MATERIAL SHOWN ▸
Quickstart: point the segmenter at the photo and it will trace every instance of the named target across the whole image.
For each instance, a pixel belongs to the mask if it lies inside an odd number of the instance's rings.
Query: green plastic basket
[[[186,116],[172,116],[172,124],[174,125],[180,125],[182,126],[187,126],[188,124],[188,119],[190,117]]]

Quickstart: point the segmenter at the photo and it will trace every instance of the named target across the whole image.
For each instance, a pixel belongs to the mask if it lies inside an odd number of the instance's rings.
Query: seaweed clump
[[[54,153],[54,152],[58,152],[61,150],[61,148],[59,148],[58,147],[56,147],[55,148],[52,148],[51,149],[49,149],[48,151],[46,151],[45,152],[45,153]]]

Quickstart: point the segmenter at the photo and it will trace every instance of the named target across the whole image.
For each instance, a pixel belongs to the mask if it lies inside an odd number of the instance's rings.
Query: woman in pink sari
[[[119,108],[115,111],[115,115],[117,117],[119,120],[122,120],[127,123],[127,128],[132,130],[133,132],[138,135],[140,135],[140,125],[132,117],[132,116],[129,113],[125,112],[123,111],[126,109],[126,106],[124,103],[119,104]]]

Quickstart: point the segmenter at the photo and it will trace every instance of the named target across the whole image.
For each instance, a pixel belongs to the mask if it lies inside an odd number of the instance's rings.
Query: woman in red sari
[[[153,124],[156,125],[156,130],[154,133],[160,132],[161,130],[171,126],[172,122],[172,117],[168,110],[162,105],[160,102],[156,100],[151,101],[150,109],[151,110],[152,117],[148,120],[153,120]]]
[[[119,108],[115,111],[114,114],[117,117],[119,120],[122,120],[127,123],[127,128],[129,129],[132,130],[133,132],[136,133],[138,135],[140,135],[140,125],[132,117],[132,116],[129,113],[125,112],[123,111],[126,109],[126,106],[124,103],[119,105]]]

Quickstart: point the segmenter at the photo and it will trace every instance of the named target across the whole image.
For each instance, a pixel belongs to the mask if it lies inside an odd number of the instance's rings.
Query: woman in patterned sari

WHAT YOU HAVE TO DO ▸ Please restate the whole listing word for word.

SOLUTION TO THE PROBLEM ▸
Quickstart: point the segmenter at the photo and it will trace every instance of the named target across the whole image.
For each instance, a pixel belongs to the mask if it lies inside an odd number of the instance's rings.
Query: green plastic basket
[[[186,116],[172,116],[172,124],[174,125],[180,125],[182,126],[187,126],[188,124],[188,119],[190,117]]]

Quickstart: point the segmenter at the photo and it will trace every instance of the named target across the whole image.
For each instance, a pixel belongs to the mask if it lies inside an odd number of the instance's rings.
Query: seaweed clump
[[[54,153],[54,152],[58,152],[61,150],[61,148],[59,148],[58,147],[56,147],[55,148],[52,148],[51,149],[49,149],[48,151],[46,151],[45,152],[45,153]]]

Quickstart: point the segmenter at the photo and it will trace every instance of the named target across the whole image.
For each instance, a pixel belongs to the mask if it lies inside an odd number of the instance's rings.
Query: woman in pink sari
[[[119,108],[115,111],[115,115],[117,117],[119,120],[122,120],[127,123],[127,128],[132,130],[133,132],[138,135],[140,135],[140,125],[132,117],[132,116],[129,113],[125,112],[123,111],[126,109],[126,106],[124,103],[119,104]]]

Quickstart: point the segmenter at the photo and it will trace every instance of the named target across the whole image.
For each instance, a pixel belongs to the mask if it lies inside an odd number of the instance's rings.
Query: woman in red sari
[[[153,124],[156,125],[156,130],[154,133],[160,132],[161,130],[171,126],[172,122],[172,117],[168,110],[162,105],[160,102],[156,100],[151,101],[150,109],[151,110],[152,117],[148,120],[153,120]]]
[[[119,108],[115,111],[114,114],[117,117],[119,120],[122,120],[127,123],[127,128],[129,129],[132,130],[133,132],[136,133],[138,135],[140,135],[140,125],[132,117],[132,116],[129,113],[125,112],[123,111],[126,109],[126,106],[124,103],[119,105]]]

Quickstart: point the segmenter at the photo and it will trace every instance of the named target across the whole image.
For each instance, a pixel belongs to the mask if it lies inside an odd number of the instance's rings.
Query: woman in patterned sari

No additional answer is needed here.